— Begin Working data —
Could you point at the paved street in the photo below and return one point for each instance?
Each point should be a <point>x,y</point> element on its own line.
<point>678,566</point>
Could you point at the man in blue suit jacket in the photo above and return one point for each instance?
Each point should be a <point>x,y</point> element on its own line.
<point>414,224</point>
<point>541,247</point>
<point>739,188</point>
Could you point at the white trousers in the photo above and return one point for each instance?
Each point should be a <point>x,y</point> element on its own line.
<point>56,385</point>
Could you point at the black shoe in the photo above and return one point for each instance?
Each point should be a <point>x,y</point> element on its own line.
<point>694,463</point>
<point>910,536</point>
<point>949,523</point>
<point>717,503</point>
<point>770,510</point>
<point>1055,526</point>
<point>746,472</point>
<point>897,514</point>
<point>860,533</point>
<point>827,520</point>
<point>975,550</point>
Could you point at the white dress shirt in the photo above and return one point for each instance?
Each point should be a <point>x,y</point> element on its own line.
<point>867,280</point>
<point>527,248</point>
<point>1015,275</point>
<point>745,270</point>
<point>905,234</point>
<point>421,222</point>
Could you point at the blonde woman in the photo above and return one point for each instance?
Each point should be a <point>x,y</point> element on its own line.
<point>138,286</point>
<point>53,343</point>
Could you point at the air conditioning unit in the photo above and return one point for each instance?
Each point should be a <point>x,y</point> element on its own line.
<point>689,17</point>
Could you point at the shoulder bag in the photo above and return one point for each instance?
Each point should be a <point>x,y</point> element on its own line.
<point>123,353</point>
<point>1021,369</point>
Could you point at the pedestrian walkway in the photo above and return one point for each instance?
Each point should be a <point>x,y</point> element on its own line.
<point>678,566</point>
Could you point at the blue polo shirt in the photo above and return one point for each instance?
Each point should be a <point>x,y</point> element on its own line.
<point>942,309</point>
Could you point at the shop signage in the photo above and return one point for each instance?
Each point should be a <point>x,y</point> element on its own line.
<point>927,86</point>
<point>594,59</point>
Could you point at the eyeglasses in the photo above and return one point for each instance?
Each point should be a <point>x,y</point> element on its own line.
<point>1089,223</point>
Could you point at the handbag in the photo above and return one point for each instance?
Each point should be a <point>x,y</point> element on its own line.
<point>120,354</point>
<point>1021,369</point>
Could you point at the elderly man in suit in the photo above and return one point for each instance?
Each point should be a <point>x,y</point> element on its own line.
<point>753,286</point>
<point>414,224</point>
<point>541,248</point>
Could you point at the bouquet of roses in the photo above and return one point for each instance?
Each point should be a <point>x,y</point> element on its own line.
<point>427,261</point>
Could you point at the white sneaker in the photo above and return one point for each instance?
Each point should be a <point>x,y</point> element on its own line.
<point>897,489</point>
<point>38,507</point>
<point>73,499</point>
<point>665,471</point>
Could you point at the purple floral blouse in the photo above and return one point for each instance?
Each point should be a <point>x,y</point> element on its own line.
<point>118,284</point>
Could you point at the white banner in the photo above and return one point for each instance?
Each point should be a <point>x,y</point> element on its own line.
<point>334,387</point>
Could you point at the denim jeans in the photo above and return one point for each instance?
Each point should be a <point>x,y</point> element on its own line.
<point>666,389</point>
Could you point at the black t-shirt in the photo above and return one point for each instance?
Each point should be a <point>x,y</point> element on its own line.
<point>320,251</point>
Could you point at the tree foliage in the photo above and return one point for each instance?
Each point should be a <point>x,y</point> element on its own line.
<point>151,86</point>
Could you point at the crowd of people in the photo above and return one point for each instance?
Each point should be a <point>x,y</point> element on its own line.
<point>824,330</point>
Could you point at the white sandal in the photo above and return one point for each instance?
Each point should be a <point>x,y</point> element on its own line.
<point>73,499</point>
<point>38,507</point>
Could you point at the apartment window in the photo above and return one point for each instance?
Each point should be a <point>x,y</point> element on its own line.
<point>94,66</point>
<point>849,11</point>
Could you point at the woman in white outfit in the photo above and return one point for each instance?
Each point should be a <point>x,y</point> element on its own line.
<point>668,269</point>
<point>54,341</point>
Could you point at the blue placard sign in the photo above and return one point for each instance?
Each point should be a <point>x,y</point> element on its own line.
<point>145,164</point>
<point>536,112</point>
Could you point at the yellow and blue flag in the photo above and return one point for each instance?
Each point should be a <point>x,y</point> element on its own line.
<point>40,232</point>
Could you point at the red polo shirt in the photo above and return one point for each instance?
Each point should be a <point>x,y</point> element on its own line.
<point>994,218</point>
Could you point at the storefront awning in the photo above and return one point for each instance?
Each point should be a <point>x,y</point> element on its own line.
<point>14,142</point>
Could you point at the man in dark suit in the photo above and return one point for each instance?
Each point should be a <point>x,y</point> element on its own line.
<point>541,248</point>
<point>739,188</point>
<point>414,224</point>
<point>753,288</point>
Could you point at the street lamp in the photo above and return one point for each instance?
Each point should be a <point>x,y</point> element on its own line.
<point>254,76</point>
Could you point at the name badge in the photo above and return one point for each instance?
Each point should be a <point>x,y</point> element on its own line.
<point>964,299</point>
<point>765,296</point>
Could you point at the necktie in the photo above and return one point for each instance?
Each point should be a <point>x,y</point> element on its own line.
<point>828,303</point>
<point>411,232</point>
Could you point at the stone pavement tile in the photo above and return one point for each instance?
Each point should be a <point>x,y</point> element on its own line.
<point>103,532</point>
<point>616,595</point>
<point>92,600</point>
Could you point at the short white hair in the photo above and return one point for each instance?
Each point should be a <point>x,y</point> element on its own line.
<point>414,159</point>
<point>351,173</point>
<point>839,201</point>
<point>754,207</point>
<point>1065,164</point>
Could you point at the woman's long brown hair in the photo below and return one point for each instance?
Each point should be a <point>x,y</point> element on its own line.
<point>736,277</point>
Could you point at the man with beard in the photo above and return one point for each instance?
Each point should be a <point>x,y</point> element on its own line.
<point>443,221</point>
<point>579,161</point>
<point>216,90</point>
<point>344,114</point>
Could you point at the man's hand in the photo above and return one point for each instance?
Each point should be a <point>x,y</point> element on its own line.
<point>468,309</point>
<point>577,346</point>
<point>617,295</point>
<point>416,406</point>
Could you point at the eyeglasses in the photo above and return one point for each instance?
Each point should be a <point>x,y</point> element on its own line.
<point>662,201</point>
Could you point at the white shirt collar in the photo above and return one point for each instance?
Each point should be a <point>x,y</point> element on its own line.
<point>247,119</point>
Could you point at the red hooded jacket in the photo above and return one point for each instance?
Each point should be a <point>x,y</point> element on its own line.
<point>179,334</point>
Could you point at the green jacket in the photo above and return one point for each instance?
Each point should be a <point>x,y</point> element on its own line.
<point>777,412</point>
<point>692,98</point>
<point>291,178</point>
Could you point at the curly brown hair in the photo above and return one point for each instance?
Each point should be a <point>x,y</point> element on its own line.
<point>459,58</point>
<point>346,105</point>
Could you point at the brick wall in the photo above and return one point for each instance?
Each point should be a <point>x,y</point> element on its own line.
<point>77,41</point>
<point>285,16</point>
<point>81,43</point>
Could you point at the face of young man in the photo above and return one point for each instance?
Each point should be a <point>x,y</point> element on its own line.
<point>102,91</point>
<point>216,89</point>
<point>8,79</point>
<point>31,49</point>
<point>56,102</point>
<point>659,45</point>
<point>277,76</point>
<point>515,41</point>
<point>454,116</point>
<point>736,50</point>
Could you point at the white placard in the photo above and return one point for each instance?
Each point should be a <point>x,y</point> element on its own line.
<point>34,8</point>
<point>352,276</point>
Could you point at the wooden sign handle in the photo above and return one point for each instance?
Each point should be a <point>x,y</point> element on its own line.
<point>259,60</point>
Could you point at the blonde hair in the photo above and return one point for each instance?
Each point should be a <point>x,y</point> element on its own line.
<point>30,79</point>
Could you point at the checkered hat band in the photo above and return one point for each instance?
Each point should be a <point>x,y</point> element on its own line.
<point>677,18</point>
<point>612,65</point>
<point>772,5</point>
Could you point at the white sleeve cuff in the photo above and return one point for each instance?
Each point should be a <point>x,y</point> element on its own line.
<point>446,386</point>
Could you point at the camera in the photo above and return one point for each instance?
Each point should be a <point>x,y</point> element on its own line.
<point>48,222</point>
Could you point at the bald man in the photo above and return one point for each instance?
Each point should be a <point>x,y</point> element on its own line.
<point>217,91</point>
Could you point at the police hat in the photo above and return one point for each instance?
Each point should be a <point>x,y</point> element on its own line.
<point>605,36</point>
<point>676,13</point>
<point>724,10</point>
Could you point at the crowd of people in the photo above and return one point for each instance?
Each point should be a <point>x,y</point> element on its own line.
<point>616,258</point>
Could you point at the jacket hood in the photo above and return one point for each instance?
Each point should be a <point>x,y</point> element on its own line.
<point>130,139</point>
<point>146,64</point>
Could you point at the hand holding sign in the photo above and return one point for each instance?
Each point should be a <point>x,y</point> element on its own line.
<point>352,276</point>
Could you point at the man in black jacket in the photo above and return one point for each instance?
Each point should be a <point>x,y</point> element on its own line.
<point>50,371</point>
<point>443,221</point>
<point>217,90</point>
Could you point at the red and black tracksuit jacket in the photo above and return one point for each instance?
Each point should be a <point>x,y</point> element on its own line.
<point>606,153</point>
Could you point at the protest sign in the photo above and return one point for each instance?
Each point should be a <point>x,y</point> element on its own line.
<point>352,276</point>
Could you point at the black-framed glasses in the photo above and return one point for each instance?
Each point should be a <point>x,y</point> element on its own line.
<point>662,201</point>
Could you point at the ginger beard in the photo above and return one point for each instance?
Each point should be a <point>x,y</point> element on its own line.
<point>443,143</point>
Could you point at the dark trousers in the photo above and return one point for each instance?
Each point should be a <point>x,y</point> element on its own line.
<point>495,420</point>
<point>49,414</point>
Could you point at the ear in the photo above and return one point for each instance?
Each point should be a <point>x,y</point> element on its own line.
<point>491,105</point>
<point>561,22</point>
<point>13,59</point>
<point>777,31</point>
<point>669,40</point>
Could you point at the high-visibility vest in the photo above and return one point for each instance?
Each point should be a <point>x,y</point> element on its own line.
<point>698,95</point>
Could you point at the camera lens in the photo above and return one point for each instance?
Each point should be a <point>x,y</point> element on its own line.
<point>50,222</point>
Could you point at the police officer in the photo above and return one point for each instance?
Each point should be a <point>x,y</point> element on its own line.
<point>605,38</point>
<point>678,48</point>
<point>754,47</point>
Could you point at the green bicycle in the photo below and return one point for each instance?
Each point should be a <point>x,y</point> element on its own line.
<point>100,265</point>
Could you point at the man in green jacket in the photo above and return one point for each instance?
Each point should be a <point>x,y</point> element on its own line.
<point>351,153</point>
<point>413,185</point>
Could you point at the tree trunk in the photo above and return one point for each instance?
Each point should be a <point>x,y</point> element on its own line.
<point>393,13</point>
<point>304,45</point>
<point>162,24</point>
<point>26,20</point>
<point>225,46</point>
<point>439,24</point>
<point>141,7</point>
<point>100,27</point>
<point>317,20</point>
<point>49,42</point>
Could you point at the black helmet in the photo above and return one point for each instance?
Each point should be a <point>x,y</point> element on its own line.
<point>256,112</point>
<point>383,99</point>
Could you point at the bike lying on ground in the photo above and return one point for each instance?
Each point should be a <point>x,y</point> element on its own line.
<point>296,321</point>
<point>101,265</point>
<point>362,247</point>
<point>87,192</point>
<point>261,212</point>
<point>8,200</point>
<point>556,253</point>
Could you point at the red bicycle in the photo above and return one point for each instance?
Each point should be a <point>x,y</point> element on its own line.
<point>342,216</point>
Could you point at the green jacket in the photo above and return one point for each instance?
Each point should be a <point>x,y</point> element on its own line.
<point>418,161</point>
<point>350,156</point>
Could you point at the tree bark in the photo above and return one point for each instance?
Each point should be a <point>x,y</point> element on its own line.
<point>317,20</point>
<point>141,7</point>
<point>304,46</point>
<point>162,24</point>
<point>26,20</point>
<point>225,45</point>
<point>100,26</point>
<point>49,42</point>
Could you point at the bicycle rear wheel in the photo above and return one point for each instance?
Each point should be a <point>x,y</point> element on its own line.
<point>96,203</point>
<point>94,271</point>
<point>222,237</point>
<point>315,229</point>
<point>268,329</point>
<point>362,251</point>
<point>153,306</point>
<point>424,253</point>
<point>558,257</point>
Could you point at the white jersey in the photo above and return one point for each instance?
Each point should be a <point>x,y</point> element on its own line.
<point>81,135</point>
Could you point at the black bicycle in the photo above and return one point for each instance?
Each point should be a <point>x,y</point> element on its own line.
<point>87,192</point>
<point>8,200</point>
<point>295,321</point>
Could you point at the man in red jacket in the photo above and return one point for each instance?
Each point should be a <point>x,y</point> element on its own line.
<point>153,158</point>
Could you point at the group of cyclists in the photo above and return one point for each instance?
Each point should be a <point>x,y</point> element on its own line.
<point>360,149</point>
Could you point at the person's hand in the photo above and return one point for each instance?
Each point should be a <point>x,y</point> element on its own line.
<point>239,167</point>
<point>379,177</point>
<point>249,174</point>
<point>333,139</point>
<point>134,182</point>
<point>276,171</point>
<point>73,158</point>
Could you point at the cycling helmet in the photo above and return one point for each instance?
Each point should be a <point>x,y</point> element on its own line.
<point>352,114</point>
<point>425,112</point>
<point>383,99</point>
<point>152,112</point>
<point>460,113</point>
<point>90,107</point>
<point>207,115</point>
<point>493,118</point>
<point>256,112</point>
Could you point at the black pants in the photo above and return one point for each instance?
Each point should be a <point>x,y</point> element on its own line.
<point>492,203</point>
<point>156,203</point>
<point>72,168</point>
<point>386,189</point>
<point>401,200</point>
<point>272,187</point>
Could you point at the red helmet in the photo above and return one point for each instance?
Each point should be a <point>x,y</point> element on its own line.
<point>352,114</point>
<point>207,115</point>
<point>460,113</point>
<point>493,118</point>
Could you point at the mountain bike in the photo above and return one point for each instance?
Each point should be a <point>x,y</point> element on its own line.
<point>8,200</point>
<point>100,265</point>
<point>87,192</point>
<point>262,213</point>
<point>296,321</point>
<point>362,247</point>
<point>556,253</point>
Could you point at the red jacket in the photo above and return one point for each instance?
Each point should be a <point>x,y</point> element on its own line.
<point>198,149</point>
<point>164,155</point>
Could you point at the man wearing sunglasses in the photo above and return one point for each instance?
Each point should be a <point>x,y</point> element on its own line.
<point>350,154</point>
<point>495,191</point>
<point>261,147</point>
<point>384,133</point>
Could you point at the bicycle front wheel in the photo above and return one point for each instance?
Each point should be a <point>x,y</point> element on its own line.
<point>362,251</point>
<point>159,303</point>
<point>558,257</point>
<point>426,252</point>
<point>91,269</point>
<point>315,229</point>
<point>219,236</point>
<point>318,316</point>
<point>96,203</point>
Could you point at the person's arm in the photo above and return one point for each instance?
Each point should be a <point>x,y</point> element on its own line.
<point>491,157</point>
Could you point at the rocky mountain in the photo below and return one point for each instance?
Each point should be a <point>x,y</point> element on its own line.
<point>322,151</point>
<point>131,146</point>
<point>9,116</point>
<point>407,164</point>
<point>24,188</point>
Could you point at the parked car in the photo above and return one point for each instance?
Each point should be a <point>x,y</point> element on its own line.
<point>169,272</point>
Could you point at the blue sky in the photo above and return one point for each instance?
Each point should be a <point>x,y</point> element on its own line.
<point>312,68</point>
— End Working data —
Return exactly the lines from the one containing "Could you point at the person's arm" to the last line of the data, and nothing more.

Result for this task:
Could you point at the person's arm in the photo above and return one point for each instance?
Each point should be a <point>x,y</point> element on its own line.
<point>491,157</point>
Could you point at the rocky mountain in the photo below and return one point for each instance?
Each point should be a <point>x,y</point> element on its own line.
<point>322,151</point>
<point>131,146</point>
<point>9,116</point>
<point>407,164</point>
<point>24,188</point>
Could you point at the parked car in the photo above and return one point for each instance?
Each point should be a <point>x,y</point> element on its own line.
<point>169,272</point>
Could you point at the blue sky in the photo above and return one point for each instance?
Each point should be a <point>x,y</point> element on its own line.
<point>312,68</point>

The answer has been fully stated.